Which rows below contain the string "pillow"? Report each of them, copied in full.

GIVEN DATA ->

▽

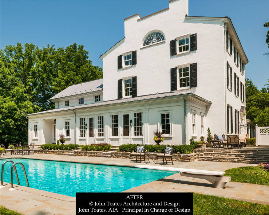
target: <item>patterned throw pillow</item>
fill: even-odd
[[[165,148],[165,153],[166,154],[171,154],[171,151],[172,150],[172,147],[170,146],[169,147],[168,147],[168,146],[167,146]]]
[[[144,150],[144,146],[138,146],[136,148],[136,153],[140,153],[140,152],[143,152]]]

△
▽

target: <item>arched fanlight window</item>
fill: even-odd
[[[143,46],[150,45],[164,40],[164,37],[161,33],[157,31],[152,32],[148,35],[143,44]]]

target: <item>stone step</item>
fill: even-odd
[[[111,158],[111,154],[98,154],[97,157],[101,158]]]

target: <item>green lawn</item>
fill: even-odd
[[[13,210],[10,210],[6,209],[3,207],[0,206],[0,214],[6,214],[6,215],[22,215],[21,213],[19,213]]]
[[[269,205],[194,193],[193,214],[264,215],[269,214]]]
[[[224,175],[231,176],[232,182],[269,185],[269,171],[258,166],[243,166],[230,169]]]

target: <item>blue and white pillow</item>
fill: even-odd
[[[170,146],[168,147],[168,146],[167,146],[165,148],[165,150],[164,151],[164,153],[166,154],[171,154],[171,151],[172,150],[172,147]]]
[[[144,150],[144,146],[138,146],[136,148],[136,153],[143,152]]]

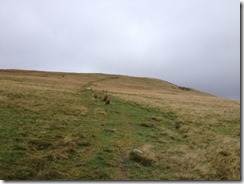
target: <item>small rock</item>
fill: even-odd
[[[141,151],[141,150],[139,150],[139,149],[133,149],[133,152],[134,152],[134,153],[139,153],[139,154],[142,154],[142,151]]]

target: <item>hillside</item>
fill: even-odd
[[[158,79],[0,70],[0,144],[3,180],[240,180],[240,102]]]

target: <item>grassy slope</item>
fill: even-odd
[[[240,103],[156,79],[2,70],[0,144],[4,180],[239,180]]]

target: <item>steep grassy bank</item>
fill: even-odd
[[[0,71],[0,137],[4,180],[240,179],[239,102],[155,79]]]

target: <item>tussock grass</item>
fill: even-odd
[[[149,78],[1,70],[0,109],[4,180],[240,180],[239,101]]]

△

FINISHED TASK ->
target: <item>patterned throw pillow</item>
target: <item>blue and white pillow</item>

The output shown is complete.